Aim
Rewrite the items from the start through the line containing "429], [119, 210]]", shifting every coordinate in the answers up by 71 and keeping the requests as they are. Leave the pictures out.

Input
[Begin]

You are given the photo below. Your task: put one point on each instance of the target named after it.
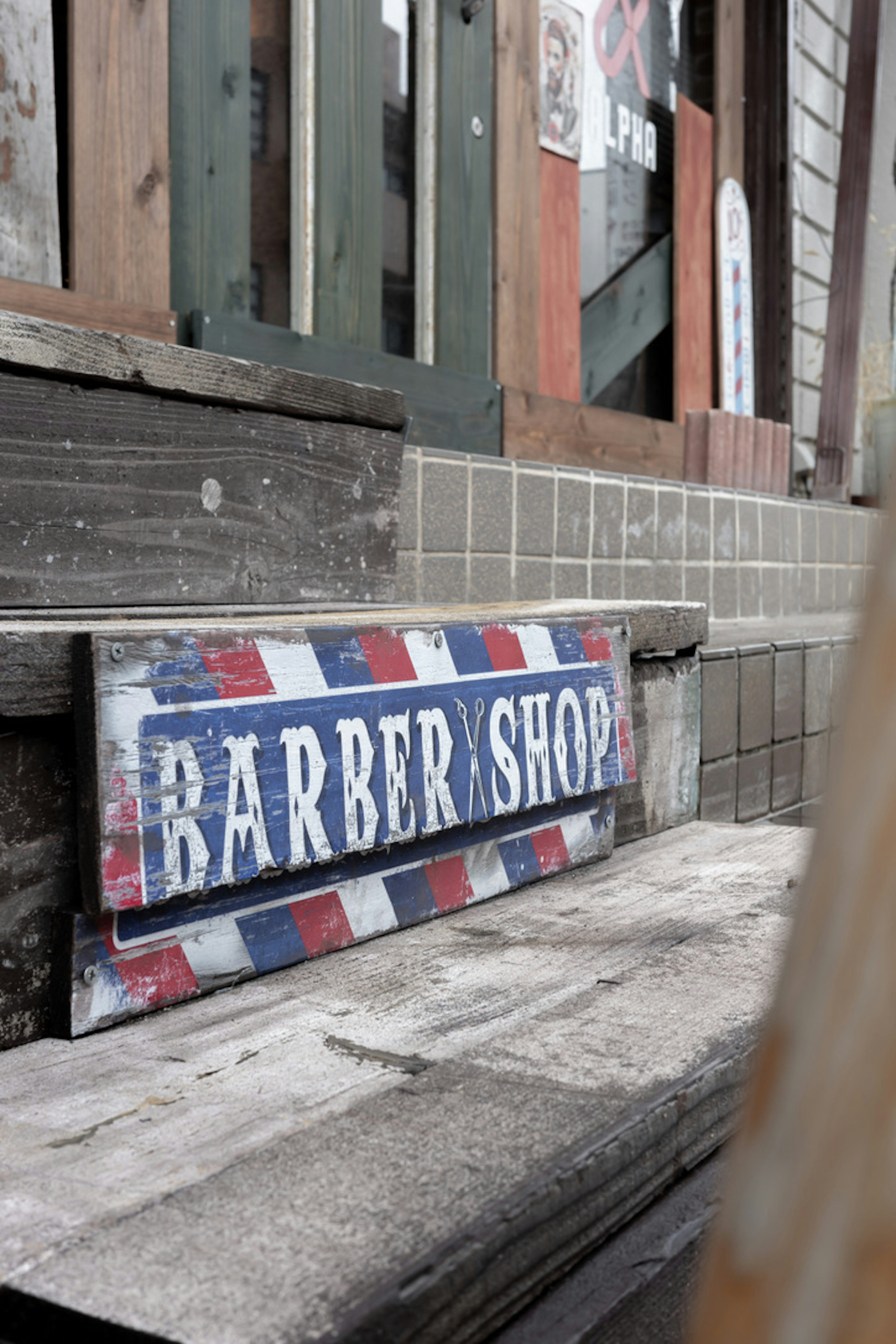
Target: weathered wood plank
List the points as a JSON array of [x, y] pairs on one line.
[[119, 497], [29, 201], [464, 191], [447, 409], [37, 647], [30, 343], [559, 315], [119, 214], [348, 173], [210, 155], [103, 315], [516, 263], [692, 261], [546, 429], [625, 316]]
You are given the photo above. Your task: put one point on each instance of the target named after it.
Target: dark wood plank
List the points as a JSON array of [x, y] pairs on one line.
[[30, 343], [625, 316], [839, 381], [692, 261], [559, 320], [210, 155], [116, 497], [516, 260], [447, 409], [348, 173], [464, 191], [546, 429], [119, 210]]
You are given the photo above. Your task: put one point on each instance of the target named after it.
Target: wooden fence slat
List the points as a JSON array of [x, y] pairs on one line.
[[692, 261], [625, 316], [210, 155], [348, 173], [119, 151], [29, 201], [559, 311]]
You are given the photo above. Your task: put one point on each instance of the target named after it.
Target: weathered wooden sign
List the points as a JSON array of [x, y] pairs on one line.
[[734, 253], [260, 798]]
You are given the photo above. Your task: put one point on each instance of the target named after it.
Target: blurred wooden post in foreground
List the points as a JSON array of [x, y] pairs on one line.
[[805, 1248]]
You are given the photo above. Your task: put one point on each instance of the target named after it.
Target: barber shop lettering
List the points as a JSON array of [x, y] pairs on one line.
[[277, 755]]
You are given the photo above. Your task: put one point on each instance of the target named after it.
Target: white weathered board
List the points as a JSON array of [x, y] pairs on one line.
[[734, 276], [29, 193]]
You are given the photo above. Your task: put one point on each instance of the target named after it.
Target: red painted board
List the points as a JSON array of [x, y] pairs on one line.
[[692, 261], [559, 306]]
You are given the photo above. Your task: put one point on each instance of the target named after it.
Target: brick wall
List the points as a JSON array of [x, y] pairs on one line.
[[477, 529], [821, 50]]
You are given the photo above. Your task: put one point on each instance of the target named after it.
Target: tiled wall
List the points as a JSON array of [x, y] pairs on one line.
[[769, 718], [488, 530]]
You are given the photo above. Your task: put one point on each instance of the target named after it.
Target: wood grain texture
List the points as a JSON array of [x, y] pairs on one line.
[[119, 497], [692, 261], [546, 429], [464, 191], [29, 200], [625, 316], [729, 116], [516, 240], [559, 311], [120, 206], [805, 1244], [30, 343], [348, 173], [210, 155], [840, 373], [447, 409]]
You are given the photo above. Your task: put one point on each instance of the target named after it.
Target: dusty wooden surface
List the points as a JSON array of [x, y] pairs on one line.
[[413, 1136], [119, 210], [35, 646], [547, 429], [112, 497], [30, 343], [29, 197]]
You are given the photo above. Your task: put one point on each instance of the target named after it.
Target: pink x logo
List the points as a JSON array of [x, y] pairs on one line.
[[613, 62]]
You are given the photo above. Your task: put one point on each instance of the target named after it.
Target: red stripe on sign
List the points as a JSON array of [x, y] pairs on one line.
[[323, 924], [387, 656], [449, 884], [504, 648], [550, 850], [238, 671], [597, 647]]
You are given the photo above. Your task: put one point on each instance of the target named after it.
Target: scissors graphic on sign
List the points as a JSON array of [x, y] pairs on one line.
[[473, 742]]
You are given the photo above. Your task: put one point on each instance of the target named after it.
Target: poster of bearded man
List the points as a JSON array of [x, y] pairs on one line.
[[561, 78]]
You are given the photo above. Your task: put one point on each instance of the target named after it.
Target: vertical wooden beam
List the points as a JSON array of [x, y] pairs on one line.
[[839, 382], [516, 194], [210, 155], [29, 203], [348, 187], [729, 116], [692, 261], [119, 191], [464, 193], [559, 307]]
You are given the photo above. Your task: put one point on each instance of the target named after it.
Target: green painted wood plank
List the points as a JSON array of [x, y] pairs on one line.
[[348, 173], [210, 154], [625, 316], [448, 409], [464, 196]]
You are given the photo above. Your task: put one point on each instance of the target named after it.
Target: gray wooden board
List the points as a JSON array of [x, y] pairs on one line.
[[117, 497], [416, 1135], [448, 409], [35, 345], [35, 646]]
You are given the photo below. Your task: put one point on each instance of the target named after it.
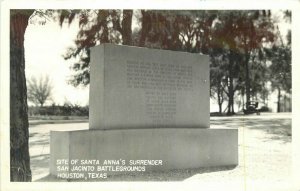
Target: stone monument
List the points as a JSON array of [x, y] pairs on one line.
[[147, 104]]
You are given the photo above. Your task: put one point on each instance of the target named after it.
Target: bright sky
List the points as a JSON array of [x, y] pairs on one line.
[[44, 46]]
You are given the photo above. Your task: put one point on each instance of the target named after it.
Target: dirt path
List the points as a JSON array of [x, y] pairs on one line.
[[264, 155]]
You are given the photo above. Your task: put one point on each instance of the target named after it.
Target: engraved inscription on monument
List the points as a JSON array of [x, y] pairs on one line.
[[144, 88], [160, 82], [159, 76]]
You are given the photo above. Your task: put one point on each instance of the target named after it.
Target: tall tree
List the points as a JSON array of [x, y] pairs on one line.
[[96, 26], [19, 151]]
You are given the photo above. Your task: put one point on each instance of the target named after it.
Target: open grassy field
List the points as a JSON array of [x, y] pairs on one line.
[[265, 156]]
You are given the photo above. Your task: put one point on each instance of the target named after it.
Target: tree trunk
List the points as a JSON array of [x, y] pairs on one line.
[[220, 99], [19, 150], [126, 27], [278, 102], [146, 26], [230, 87]]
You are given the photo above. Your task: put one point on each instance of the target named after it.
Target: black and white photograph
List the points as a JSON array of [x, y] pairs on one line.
[[149, 98]]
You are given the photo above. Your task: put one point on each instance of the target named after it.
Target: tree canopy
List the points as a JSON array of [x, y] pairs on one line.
[[241, 41]]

[End]

Result of this task
You are given the photo below. Your task: put one point on each instance of the target named after it.
Target: weathered wood plank
List the points as a JSON array of [x, y] pairs on one line.
[[190, 568], [100, 272], [535, 262], [518, 480], [108, 718], [101, 414], [630, 386], [190, 285], [419, 244], [281, 226], [174, 386], [587, 334], [763, 332], [617, 500], [696, 387]]
You are given the photo above. Your task: put one point on each instance of the target named after it.
Target: dark wood plank
List the points as a JSON array of [x, y] pairs on one line.
[[101, 414], [696, 387], [910, 452], [763, 332], [630, 391], [281, 226], [187, 568], [587, 331], [518, 480], [419, 244], [535, 262], [617, 500], [190, 281]]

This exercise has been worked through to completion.